■ **Your instructions**
Continue the forum thread about finding how much disk space each cached drake target takes, starting right after its last sentence.

■ **Selected passage**
— Start —

1

When need to understand my drake plan, vis_drake_graph() comes in handy, and it displays the time that each target took to run. This is very helpful in figuring out whether targets should be broken down to reduce re-run time on small changes.

My need is related: Because many of my long-running targets involve the manipulation of large data sets, it is important for me to understand the size that each cached target takes on disk. This would help me understand if targets should be combined to prevent the storage of huge intermediate results (even if it would increase re-run time in case of a change to the combined target).

Examining both the config object and the intermediate object returned by drake_graph_info(), I have not been able to find this information. I was thinking that it might be very useful to have this information, and potentially other information (such as the time a target was last run) shown by specifying parameters to vis_drake_graph() or even just by examining the config object manually.

So the question is, is there a way to get this information?

Magnus
  • 23,900
  • 1
  • 30
  • 28

2 Answers2

2

drake uses a package called storr to handle the storage of targets. As far as I know, storr does not have an easy way to get file size information. However, at least for the default storr_rds() cache type, maybe it should. You could request it as a feature. If implemented, we would have an easier version of the following workaround, at least in the case of RDS caches.

— End —

■ **Source data**
— Start —

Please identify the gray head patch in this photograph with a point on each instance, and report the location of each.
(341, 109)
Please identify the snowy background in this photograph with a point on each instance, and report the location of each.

— End —

■ **Written response**
library(drake)
load_mtcars_example()
make(my_plan, verbose = 0L)
cache <- get_cache() # or storr::storr_rds(".drake")
root <- cache$driver$path
hash <- cache$driver$get_hash("small", namespace = "objects")
path <- file.path(root, "data", paste0(hash, ".rds"))
file.exists(path)
#> [1] TRUE
file.size(path)
#> [1] 404

Created on 2019-05-07 by the reprex package (v0.2.1)

drake is all about repetition and runtime, and storr is all about data and storage. As we think about new features, I would prefer to keep these separate goals in mind.

landau
  • 5,636
  • 1
  • 22
  • 50
2

Thanks for the answer @landau, using this info I implemented a function that reports the size of a target, allowing one to quickly check the sizes of all targets in a plan:

library(tibble)
library(drake)

get_target_size <- function(target) {
    cache <- get_cache() # or storr::storr_rds(".drake")
    root  <- cache$driver$path
    hash  <- cache$driver$get_hash(target, namespace = "objects")
    path  <- file.path(root, "data", paste0(hash, ".rds"))
    if ( file.exists(path) ) {
        file.size(path)
    } else {
      NA
    }
}

load_mtcars_example()
make(my_plan, verbose = 0L)
tibble( target = my_plan$target, 
        size = sapply(my_plan$target, get_target_size))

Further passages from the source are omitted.